╭─ ФРАГМЕНТ ТЕКСТА

Егор Холмогоров. Дворяне в Мещанской
Однажды меня обвинили в аристократических замашках. Можно понять, как это возмутило потомственного крестьянина в обеих линиях – одной старообрядческой с русского Севера, а другой никонианской с зоны обеспечения Засечной Черты. Энергично размахивая тростью я начал доказывать, что решительно ничего не в моем мужицком облике, ни в моей мужицкой манере о пресловутом «аристократизме» не свидетельствует.
Но нашедшийся новый оппонент придумал, казалось бы, надежный способ меня уязвить: «Что может быть общего – восклицал он – между людьми со средней зарплатой в 40 тысяч рублей и Холмогоровым, покупающим за эту сумму одну трость из слоновой кости с профилем фельдмаршала Мольтке!». Я не стал спрашивать зоила ни о том, где он видел за пределами Москвы людей со средней зарплатой аж в 40 тысяч, ни указывать ему, на то, что десятки и сотни тысяч сограждан стоят в очередях за шестыми айфонами, ничуть не смущаясь подобной тратой, хотя моя трость, в отличие от айфона, хотя бы не гнется. Я просто достал из глубина архива чек, где черным по белому была прописана цена за всего Мольтке: «360 долларов» и торжествующе его предъявил.

╰─
╭─ СОДЕРЖИМОЕ НАБОРА ДАННЫХ

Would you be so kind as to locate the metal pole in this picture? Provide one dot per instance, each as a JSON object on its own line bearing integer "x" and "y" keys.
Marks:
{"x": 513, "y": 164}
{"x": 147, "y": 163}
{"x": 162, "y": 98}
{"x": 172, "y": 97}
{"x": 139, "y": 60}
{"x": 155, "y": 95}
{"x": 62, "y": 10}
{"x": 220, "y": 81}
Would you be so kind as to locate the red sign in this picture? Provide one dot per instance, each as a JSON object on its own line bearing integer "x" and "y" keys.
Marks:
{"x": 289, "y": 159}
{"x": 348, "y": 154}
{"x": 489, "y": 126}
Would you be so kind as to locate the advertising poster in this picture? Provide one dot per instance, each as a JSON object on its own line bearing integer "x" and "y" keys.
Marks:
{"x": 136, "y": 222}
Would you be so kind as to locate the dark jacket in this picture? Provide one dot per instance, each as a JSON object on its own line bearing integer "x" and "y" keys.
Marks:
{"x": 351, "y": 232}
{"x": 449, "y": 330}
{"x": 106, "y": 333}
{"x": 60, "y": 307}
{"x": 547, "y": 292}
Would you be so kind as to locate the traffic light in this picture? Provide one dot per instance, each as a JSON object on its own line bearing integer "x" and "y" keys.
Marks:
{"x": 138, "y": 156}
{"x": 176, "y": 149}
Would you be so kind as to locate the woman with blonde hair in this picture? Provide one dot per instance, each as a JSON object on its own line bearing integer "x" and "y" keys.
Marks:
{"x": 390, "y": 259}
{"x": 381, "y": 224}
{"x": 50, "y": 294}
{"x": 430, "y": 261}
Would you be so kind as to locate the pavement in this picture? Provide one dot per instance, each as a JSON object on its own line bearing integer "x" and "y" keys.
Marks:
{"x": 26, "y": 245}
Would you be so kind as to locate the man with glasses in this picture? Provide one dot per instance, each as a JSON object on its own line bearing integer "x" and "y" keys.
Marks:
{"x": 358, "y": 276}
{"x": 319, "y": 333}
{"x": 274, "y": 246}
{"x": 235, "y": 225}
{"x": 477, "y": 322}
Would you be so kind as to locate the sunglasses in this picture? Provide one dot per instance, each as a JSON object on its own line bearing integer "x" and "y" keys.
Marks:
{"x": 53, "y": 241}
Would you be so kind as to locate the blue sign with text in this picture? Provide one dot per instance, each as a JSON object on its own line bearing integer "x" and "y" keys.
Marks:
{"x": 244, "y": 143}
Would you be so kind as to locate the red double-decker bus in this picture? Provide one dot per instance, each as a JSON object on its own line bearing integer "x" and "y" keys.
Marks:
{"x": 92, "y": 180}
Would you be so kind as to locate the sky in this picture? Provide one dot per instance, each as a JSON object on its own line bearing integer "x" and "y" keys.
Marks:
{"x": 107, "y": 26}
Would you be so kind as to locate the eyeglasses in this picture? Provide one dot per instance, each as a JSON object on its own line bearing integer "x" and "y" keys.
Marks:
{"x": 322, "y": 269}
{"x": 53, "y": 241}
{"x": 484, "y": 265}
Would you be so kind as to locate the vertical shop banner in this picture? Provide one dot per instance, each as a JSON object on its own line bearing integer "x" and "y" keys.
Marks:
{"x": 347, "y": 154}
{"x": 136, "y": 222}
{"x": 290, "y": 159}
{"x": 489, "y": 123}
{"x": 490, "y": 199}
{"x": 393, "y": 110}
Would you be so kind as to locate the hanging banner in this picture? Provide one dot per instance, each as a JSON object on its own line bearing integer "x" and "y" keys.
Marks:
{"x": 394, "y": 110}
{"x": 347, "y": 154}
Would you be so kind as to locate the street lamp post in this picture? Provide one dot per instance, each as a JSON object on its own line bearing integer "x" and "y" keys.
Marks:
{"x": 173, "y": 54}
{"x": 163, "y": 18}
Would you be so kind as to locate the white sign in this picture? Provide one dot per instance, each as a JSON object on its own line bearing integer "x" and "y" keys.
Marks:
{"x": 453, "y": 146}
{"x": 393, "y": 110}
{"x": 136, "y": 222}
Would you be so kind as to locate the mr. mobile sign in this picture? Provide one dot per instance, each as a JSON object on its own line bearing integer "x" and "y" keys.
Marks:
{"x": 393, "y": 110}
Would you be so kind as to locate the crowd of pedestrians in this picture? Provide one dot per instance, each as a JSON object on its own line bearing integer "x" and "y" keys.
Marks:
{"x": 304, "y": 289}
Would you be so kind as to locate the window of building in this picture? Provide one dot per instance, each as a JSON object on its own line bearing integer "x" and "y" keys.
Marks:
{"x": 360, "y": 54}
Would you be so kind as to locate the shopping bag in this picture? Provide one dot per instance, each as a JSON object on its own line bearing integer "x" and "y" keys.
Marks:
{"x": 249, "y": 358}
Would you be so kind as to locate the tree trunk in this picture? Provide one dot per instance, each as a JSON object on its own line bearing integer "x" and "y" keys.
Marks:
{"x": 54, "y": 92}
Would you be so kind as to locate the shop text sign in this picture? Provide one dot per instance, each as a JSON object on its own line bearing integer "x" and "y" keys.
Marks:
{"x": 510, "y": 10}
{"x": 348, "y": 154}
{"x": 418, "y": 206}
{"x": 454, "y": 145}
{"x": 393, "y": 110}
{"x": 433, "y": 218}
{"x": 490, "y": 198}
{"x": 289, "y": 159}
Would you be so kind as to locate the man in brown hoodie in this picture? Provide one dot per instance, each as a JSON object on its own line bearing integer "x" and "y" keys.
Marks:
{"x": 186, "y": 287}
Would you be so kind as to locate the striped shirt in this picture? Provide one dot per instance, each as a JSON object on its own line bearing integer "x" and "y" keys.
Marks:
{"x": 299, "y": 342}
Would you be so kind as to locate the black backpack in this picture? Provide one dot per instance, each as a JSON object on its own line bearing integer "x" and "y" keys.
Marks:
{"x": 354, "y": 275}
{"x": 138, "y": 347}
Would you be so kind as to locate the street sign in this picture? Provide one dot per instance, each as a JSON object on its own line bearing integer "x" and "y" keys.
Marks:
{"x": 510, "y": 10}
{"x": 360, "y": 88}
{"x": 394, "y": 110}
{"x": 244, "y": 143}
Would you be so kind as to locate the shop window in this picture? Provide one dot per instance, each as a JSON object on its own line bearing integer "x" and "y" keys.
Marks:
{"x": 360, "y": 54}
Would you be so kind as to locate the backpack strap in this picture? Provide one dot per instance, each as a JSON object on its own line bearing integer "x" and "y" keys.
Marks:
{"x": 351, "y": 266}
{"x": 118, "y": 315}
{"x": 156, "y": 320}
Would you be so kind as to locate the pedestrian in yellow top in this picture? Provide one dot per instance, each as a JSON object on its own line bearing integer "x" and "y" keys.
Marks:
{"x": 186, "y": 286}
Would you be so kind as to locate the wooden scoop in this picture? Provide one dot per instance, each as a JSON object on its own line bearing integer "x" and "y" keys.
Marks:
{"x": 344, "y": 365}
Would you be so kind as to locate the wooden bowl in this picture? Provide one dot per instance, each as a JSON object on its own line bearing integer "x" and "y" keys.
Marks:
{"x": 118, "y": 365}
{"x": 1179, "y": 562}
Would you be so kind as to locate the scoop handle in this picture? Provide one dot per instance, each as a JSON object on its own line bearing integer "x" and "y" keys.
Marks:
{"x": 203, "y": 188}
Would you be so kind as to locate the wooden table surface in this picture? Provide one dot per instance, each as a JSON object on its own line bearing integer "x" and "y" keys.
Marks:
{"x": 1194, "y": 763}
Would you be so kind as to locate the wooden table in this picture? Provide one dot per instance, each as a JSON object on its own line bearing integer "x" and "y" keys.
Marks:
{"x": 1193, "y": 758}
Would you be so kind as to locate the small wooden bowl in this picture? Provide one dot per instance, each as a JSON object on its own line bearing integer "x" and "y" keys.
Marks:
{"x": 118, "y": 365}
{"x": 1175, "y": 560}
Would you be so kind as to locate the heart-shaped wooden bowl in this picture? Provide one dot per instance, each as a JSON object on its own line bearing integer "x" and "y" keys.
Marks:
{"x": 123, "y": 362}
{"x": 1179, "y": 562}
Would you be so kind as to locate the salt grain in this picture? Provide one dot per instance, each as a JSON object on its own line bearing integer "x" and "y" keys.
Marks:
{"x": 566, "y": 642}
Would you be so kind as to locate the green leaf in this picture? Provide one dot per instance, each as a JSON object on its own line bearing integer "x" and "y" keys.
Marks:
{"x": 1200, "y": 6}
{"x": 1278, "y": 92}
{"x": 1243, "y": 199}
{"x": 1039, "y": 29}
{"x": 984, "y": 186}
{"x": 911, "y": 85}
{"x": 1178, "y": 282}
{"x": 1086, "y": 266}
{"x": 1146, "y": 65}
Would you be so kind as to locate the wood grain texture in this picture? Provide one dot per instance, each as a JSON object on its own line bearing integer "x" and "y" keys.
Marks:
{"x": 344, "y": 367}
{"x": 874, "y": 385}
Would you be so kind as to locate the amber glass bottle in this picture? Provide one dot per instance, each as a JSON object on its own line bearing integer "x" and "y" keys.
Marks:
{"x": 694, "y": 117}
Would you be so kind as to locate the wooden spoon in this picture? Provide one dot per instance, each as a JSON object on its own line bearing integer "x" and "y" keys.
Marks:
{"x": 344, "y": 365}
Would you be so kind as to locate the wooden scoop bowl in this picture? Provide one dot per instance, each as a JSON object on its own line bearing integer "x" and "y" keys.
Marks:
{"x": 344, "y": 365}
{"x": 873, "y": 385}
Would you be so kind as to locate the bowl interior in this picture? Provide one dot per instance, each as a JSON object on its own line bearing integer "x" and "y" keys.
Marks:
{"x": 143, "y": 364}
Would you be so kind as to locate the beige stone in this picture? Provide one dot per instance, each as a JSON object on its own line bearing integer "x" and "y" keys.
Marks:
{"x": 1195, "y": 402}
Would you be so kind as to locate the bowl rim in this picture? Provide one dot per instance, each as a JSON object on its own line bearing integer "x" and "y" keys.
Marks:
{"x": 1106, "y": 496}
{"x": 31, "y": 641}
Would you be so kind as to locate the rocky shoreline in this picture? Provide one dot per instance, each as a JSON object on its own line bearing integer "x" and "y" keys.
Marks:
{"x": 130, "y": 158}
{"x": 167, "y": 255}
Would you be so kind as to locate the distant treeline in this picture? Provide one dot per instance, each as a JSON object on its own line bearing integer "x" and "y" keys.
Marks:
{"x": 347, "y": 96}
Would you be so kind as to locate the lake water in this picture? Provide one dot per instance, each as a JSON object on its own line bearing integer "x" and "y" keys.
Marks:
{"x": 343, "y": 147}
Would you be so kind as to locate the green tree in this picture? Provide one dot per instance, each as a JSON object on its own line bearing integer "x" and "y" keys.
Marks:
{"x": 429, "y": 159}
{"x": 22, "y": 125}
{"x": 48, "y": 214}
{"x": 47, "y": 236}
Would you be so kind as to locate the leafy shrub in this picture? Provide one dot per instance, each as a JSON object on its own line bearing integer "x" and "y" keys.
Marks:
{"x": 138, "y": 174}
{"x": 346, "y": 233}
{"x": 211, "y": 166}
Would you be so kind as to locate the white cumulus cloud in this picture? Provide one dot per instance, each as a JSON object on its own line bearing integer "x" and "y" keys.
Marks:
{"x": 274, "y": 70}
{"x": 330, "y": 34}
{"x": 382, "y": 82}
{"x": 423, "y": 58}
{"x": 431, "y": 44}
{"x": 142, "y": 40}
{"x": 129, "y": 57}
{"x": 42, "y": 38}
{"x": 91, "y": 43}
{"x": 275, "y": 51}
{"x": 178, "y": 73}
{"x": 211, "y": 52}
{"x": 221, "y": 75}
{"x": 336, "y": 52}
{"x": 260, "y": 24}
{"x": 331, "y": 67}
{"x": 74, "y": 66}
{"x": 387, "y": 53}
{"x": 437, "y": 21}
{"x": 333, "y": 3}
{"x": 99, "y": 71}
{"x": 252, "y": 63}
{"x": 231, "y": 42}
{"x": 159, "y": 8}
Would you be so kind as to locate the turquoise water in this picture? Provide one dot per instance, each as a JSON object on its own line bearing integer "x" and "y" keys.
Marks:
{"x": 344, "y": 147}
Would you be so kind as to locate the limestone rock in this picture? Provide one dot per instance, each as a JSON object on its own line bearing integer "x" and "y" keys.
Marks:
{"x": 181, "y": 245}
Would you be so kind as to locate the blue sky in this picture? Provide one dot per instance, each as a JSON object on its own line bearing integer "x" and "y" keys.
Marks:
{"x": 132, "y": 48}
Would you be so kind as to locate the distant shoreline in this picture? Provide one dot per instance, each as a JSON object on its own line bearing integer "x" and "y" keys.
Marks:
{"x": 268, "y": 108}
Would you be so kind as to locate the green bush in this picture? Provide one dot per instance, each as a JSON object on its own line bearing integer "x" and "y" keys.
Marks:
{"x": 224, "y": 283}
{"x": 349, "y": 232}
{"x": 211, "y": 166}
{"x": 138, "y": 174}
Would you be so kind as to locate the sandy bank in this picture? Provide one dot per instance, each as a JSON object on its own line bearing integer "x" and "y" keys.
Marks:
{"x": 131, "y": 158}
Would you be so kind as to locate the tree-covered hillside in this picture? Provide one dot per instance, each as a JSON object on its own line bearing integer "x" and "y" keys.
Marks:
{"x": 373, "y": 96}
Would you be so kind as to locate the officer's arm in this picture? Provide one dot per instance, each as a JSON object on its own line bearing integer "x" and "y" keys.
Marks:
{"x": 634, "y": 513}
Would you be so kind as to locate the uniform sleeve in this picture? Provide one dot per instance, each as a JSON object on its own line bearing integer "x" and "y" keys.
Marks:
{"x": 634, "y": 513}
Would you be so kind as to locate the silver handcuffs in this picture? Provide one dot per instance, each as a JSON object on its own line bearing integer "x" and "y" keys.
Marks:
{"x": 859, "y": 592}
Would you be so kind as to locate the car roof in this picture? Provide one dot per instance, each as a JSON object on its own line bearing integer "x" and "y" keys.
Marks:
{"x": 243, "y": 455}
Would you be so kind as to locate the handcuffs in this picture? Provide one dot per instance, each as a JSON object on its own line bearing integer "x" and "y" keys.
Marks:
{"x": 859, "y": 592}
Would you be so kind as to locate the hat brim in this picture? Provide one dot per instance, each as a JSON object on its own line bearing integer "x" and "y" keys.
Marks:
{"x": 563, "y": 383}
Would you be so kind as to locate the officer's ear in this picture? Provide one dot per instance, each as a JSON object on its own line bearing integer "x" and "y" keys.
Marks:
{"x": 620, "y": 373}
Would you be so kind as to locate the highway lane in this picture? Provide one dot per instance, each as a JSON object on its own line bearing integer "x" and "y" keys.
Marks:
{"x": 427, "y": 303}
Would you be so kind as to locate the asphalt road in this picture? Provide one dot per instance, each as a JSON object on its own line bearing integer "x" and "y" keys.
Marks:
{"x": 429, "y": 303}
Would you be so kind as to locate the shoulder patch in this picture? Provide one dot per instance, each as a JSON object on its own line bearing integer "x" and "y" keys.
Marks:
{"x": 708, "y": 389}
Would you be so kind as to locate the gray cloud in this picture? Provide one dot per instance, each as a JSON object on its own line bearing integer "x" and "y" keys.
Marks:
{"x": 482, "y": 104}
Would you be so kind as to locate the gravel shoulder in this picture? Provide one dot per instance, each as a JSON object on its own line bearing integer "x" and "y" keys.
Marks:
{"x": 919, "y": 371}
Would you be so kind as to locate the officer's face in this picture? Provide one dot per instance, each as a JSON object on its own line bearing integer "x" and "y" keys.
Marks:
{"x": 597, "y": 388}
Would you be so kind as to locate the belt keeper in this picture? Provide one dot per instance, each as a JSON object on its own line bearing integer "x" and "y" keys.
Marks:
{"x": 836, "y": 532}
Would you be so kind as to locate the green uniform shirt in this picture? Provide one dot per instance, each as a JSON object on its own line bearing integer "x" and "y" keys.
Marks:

╰─

ЧТО НУЖНО СДЕЛАТЬ:
**a.** Ответьте по тексту «Дворяне в Мещанской» на вопросы:
(i) Откуда происходит старообрядческая линия предков рассказчика?
(ii) Какую среднюю зарплату называет в своём восклицании оппонент?
(iii) Какая цена трости указана в чеке?
**b.** Перепишите без изменений отрывок текста «Дворяне в Мещанской» от слов «Но нашедшийся новый» до слов «торжествующе его предъявил.» включительно.
**c.** Продолжите текст «Дворяне в Мещанской» с того места, на котором он заканчивается.

ОЖИДАЕМЫЕ РЕЗУЛЬТАТЫ:
**a.**
(i) С русского Севера.
(ii) 40 тысяч рублей.
(iii) 360 долларов.

**b.**
Но нашедшийся новый оппонент придумал, казалось бы, надежный способ меня уязвить: «Что может быть общего – восклицал он – между людьми со средней зарплатой в 40 тысяч рублей и Холмогоровым, покупающим за эту сумму одну трость из слоновой кости с профилем фельдмаршала Мольтке!». Я не стал спрашивать зоила ни о том, где он видел за пределами Москвы людей со средней зарплатой аж в 40 тысяч, ни указывать ему, на то, что десятки и сотни тысяч сограждан стоят в очередях за шестыми айфонами, ничуть не смущаясь подобной тратой, хотя моя трость, в отличие от айфона, хотя бы не гнется. Я просто достал из глубина архива чек, где черным по белому была прописана цена за всего Мольтке: «360 долларов» и торжествующе его предъявил.

**c.**
По цене приличной пенсии вы можете на любом американском интернет-аукционе приобрести красивую вещь XIX века и вас тоже запишут в «аристократы». Не делайте, только, нескольких ошибок. Во-первых, не покупайте вещей из слоновой кости. Вывоз их за пределы США чрезвычайно осложнен, а Обама лоббирует закон, по которому слоновой костью вовсе торговать будет нельзя. Поэтому мой Мольтке так до меня и не доехал и 360 долларов фактически пропали. Во-вторых, не берите тростей с набалдашником из кварцита. Один раз уронив её на пол, вы, скорее всего, будете долго собирать осколки. Отличный вариант – лазурит: благородный синий с прожилками камень, сверхпрочный, тяжелый, способный при случае, без всяких скрытых в трости стилетов, выступить в качестве серьезного оружия.
Ну а главное – не вздумайте вообразить себя «аристократом». Трость – признак не аристократа, но – денди. В сущности – выскочки, который превосходит окружающих не древностью фамилии или богатством и обстановкой дома, а умом, вкусом и умением одеваться.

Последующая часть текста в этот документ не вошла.